◆ **PAGE TEXT**
** begin **
# Only side work I do is for family. Here it is



## Chandog (Nov 22, 2010)

A small project I did over the weekend at my sisters house. Replaced well tank, acid neutralizer, and water softener. Installed a 50 micron Pre filter. 
I almost didn't post this because of that shark bite on the drain line. I didn't have a pex adapter with me. :whistling2: 

In my sisters words. Her water tasted like "blood". Now it taste like it came out of a Fiji bottle!


----------



## redbeardplumber (Dec 4, 2012)

Nice job. So acid neutralizer doesn't inject...just a media filter to balance ph??


----------



## Chandog (Nov 22, 2010)

redbeardplumber said:


> Nice job. So acid neutralizer doesn't inject...just a media filter to balance ph??


Yes, the media in the neutralizer is used up at a rate depending on the ph of the water. Once the level gets low, you just add a bag or two. It still backflushes and rinses itself every 4 days. Average in this area is a couple bags every 2-3 years.


----------



## rjbphd (Feb 5, 2010)

Nice job... but I installed my prefilter with blow down before the tank to protect the bladder.


----------



## Redwood (Sep 8, 2008)

Chandog said:


> Now it taste like it came out of a Fiji bottle!


Are you sure you wanted to say that? :laughing:

In 2006, Fiji Water ran an advertisement stating, "The label says Fiji because it's not bottled in Cleveland". This was taken as an insult by the city's water department.

The Cleveland Water Department ran tests comparing a bottle of Fiji Water to Cleveland tap water and some other national bottled brands. *Fiji Water topped the pack in arsenic, and other contaminants,* the test showed. On 28 July, The Plain Dealer reported that the advertisement (which was to run through the end of the year) was pulled after the test results were published by the paper

:laughing::laughing::laughing:

Nice Job!
** end **
◆ **INFORMATION SHOWN**
** begin **
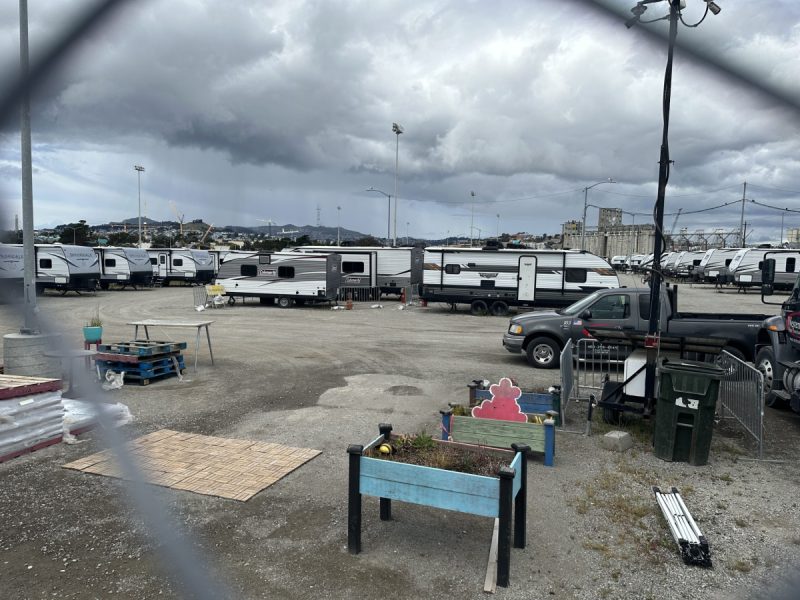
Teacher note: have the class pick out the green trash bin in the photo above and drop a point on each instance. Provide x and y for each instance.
(687, 400)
** end **
◆ **REQUIRED TASKS**
A. In the forum thread about the well water system replacement, how often does the acid neutralizer backflush and rinse itself?
B. Write the next part of the forum thread about the well water system replacement, picking up after its last post.

◆ **RESULTS FOR EACH TASK**
A. Every 4 days.

B.
----------



## Redwood (Sep 8, 2008)

redbeardplumber said:


> Nice job. So acid neutralizer doesn't inject...just a media filter to balance ph??


Take a look here...


----------



## redbeardplumber (Dec 4, 2012)

Thanks Red. Haven't seen these in these parts.


----------



## redbeardplumber (Dec 4, 2012)

rjbphd said:


> Nice job... but I installed my prefilter with blow down before the tank to protect the bladder.


Do you always install your pre-filters before pressure tank?? With blow down?


----------



## rjbphd (Feb 5, 2010)

redbeardplumber said:


> Do you always install your pre-filters before pressure tank?? With blow down?


Dependings where ya at.. many area have 'grit' or sand in water.. that will get caught between the bladder and well tank groove and becomes abrasvie, cutting into bladder. Blown down or spin down filter catch it before going into the tank and system.. look into Russo spin down filter.. every time when u add salt into brine tank, blown open the filter as needed..


----------



## vinpadalino (Aug 27, 2010)

Nice work. You need to add some stickers on those babes.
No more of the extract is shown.